*Instruction A:*
Rewrite the PhD position text from "PhD position ISEP" up to and including "the learning experience.", changing "robots" to "drones".

*Source text:*
PhD position ISEP Paris
Discovering the impact of “learning by doing” in programming and STEM education exploiting Machine Learning techniques
Nowadays lots of social attention is set on how important it is to learn programming and STEM (Science, Technology, Engineering and Mathematics), even since youth. Different approaches of teaching STEM and coding are used: two of the most adopted are based on physical manipulation thanks to robots or programmable objects or on exploiting digital/virtual environments. At the same time, few works explore which kind of cognitive- psychological impacts these kind of learning interactions can cause and how students feel during the learning experience.
Research in Computer Science Education (CSE) has long tried to introduce robots in programming courses. Oftentimes, the objective is to foster students' interest and creativity through “the design of tangible and interactive object using programmable hardware” , also known as physical computing. In this regard, results indicate that students experience an increase in motivation [2, 3] and that underrepresented populations in Computer Science (CS) courses feel empowered . However, learning outcomes can vary depending on the context and course taught [5, 6].
In our previous works [7, 8], we have investigated a learning programming environment we developed in a block-based language exploiting either a tangible object or its digital simulation: we conducted an experiment with 36 participants aged 14-17 with little or no prior knowledge of programming in a half a day learning experiment. We wanted to analyse if there were any differences in learning gain between the two groups and which kind of metacognitive processes are triggered in this type of learning experience.

*Instruction B:*
Echo the rows below exactly, from the first one up to and including the line with "x=81, y=250".

*Information supplied:*
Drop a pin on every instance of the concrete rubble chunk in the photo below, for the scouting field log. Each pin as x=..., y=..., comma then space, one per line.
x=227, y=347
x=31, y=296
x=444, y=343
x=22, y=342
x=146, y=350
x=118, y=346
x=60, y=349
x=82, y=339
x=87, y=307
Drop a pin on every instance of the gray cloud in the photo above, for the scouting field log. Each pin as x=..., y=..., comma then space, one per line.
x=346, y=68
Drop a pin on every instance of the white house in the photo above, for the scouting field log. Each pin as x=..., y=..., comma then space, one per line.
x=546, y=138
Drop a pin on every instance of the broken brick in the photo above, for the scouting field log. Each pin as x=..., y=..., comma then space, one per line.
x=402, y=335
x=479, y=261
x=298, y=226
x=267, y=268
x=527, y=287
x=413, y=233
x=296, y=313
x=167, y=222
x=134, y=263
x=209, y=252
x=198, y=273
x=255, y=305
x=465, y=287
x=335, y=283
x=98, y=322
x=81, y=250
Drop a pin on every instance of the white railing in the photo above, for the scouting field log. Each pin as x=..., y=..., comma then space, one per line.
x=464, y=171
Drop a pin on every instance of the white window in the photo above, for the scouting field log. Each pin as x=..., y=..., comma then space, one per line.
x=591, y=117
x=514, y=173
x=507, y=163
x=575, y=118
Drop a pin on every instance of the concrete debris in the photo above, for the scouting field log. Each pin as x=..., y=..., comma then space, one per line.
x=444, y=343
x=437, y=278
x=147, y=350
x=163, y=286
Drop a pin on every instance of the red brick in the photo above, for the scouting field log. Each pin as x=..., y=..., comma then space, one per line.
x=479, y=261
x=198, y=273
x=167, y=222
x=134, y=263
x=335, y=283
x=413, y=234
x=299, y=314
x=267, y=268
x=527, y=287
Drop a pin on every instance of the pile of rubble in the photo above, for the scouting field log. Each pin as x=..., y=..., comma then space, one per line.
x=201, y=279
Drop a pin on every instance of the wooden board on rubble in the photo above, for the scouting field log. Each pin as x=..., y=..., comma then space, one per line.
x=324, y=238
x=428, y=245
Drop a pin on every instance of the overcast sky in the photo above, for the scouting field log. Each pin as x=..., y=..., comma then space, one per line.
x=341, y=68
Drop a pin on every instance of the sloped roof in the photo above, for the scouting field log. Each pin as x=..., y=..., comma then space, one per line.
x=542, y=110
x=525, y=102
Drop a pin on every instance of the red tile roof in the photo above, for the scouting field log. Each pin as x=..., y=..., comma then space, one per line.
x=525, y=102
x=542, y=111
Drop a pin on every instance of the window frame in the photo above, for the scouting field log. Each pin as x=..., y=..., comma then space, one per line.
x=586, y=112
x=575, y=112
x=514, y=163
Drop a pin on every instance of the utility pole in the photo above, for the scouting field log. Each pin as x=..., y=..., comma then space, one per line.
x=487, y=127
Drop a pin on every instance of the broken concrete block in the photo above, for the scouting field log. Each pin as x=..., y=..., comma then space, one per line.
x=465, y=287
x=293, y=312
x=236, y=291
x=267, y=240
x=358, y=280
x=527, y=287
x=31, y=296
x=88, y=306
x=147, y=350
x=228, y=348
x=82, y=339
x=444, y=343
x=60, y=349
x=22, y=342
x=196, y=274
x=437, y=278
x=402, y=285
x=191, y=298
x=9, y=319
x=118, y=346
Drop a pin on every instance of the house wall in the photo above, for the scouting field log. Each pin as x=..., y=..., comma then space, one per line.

*Task response A:*
PhD position ISEP Paris
Discovering the impact of “learning by doing” in programming and STEM education exploiting Machine Learning techniques
Nowadays lots of social attention is set on how important it is to learn programming and STEM (Science, Technology, Engineering and Mathematics), even since youth. Different approaches of teaching STEM and coding are used: two of the most adopted are based on physical manipulation thanks to drones or programmable objects or on exploiting digital/virtual environments. At the same time, few works explore which kind of cognitive- psychological impacts these kind of learning interactions can cause and how students feel during the learning experience.

*Task response B:*
Drop a pin on every instance of the concrete rubble chunk in the photo below, for the scouting field log. Each pin as x=..., y=..., comma then space, one per line.
x=227, y=347
x=31, y=296
x=444, y=343
x=22, y=342
x=146, y=350
x=118, y=346
x=60, y=349
x=82, y=339
x=87, y=307
Drop a pin on every instance of the gray cloud in the photo above, for the scouting field log. Each pin as x=..., y=..., comma then space, one per line.
x=346, y=68
Drop a pin on every instance of the white house in the photo above, for the scouting field log. Each pin as x=..., y=..., comma then space, one per line.
x=546, y=138
Drop a pin on every instance of the broken brick in the photo above, for the scouting field log. Each pin as x=..., y=..., comma then space, one per line.
x=402, y=335
x=479, y=261
x=298, y=226
x=267, y=268
x=527, y=287
x=413, y=233
x=296, y=313
x=167, y=222
x=134, y=263
x=209, y=252
x=198, y=273
x=255, y=305
x=465, y=287
x=335, y=283
x=98, y=322
x=81, y=250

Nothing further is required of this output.